▶ A block of data
────────────────────
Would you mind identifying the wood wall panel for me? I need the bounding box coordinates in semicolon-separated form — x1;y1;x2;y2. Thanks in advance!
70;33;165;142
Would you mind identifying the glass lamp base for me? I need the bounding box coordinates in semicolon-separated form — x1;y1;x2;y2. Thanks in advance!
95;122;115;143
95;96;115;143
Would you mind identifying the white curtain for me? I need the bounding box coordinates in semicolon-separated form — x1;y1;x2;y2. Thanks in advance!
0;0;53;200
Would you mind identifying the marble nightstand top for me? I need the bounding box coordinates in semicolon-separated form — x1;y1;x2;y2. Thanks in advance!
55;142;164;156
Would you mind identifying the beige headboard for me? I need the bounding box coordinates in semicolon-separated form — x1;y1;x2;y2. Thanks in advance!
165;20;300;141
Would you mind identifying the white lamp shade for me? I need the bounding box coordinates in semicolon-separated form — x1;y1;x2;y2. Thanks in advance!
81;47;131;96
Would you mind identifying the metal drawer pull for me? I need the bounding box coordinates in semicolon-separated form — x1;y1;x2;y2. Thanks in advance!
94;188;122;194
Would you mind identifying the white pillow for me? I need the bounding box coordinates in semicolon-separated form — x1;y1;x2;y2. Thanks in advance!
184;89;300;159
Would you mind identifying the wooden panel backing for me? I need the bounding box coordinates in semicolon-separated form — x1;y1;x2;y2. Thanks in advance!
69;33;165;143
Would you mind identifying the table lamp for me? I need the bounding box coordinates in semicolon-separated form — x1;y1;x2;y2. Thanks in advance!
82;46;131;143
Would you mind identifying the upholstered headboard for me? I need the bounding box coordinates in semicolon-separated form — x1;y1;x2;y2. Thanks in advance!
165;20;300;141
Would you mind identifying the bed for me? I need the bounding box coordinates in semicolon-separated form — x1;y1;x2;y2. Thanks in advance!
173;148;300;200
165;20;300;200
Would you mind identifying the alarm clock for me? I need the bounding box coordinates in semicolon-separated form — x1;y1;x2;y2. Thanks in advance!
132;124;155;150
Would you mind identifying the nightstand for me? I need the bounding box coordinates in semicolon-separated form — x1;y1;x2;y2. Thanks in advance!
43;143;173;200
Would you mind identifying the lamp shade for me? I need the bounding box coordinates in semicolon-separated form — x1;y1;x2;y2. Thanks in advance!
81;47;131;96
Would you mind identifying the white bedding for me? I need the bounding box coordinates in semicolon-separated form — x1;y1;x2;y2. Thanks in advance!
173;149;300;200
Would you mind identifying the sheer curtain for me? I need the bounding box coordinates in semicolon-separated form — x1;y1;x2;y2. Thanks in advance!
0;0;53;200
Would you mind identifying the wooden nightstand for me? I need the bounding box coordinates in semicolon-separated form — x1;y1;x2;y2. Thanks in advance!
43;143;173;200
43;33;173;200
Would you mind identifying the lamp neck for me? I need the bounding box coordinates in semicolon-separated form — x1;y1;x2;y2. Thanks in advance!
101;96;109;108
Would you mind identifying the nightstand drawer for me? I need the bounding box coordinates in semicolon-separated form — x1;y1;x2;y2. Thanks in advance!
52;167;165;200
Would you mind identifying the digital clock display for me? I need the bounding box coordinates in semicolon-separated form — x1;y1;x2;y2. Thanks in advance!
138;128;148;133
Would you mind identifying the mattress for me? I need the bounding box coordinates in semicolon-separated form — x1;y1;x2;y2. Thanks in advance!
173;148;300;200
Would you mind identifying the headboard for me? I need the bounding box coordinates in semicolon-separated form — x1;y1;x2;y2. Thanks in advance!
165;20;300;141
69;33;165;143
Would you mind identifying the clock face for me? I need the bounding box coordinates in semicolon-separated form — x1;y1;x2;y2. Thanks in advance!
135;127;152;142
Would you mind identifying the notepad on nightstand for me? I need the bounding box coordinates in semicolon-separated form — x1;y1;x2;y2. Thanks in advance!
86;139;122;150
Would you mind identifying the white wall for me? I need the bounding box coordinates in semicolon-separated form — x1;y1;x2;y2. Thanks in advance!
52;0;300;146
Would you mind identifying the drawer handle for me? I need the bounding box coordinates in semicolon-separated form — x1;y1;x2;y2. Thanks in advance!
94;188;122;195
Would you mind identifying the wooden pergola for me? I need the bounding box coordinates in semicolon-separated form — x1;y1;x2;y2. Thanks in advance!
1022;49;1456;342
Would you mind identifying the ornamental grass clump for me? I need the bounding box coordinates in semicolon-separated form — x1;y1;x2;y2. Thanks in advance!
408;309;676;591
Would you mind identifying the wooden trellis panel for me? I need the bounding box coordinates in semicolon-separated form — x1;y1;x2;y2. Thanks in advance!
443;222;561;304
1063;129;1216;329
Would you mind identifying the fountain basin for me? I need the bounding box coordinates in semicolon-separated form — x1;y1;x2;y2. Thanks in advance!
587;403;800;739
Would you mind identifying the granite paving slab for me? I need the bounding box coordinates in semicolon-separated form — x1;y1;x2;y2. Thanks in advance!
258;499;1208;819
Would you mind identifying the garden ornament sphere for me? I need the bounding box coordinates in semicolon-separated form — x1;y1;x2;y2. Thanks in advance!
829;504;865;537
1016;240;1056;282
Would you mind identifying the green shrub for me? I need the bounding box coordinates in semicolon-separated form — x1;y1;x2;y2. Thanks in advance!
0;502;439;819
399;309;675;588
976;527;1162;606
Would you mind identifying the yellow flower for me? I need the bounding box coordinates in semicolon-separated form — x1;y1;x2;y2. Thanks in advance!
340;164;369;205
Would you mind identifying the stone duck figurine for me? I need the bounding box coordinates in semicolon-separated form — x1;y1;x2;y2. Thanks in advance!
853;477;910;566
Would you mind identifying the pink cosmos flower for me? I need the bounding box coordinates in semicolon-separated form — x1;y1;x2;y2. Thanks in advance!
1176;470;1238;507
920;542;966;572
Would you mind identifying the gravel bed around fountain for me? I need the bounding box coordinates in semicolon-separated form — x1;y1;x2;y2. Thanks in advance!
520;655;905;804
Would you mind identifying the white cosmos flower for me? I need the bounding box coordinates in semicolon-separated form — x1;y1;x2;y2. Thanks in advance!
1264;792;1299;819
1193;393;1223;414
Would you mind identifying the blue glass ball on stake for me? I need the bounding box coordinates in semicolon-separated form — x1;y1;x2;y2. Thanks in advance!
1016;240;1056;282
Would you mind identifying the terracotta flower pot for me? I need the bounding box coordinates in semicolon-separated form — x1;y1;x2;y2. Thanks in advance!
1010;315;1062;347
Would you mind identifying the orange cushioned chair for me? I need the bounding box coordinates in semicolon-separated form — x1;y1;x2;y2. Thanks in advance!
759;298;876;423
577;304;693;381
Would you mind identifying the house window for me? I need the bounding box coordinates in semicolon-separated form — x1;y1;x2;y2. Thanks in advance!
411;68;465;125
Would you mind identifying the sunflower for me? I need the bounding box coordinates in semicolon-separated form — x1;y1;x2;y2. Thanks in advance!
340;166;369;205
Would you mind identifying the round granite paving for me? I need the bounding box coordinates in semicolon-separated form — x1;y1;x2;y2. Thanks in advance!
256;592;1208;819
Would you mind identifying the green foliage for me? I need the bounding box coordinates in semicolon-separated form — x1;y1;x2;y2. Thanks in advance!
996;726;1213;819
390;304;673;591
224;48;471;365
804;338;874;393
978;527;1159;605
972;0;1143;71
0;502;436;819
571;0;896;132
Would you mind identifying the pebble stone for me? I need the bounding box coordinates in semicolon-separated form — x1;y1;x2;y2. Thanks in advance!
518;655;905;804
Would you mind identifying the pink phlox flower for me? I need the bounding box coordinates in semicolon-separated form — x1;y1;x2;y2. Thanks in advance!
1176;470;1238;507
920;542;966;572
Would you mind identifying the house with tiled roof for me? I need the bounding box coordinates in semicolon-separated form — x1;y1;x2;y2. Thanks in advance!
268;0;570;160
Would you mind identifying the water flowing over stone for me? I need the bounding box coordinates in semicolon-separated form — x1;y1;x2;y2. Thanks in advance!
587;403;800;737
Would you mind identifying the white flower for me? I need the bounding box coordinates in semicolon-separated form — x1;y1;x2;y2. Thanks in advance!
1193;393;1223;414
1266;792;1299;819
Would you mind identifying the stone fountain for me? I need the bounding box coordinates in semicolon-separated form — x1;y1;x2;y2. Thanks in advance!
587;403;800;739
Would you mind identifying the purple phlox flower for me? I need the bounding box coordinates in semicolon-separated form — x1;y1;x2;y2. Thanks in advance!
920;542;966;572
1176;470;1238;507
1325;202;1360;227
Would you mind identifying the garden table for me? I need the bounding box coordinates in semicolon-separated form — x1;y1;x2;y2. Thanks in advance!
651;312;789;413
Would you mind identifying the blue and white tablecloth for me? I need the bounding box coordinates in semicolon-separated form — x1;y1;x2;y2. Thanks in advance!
────────────────────
▶ GIVEN PROBLEM
Convert everything from the first line of the entries down to and including the line that contains "94;188;122;194" into a Markdown table with two columns, Row and Line. Number each line, and leave out any blank lines.

▶ RESPONSE TO THE TASK
| Row | Line |
|---|---|
| 1 | Would you mind identifying the wood wall panel for me? I need the bounding box coordinates in semicolon-separated form — x1;y1;x2;y2. Thanks in advance! |
| 2 | 70;33;165;142 |
| 3 | Would you mind identifying the glass lamp base for me? I need the bounding box coordinates in semicolon-separated form — x1;y1;x2;y2. Thanks in advance! |
| 4 | 95;122;115;143 |
| 5 | 95;96;115;143 |
| 6 | Would you mind identifying the white curtain for me? I need the bounding box coordinates in semicolon-separated form — x1;y1;x2;y2. Thanks in advance! |
| 7 | 0;0;53;200 |
| 8 | Would you mind identifying the marble nightstand top for me? I need the bounding box coordinates in semicolon-separated form — x1;y1;x2;y2. Thanks in advance! |
| 9 | 55;142;164;156 |
| 10 | Would you mind identifying the beige headboard for me? I need the bounding box coordinates in semicolon-separated form — x1;y1;x2;y2. Thanks in advance! |
| 11 | 165;20;300;141 |
| 12 | Would you mind identifying the white lamp shade for me? I need the bounding box coordinates in semicolon-separated form — x1;y1;x2;y2. Thanks in advance! |
| 13 | 81;47;131;96 |
| 14 | Would you mind identifying the metal drawer pull for me? I need the bounding box coordinates in semicolon-separated form — x1;y1;x2;y2. Thanks in advance! |
| 15 | 94;188;122;194 |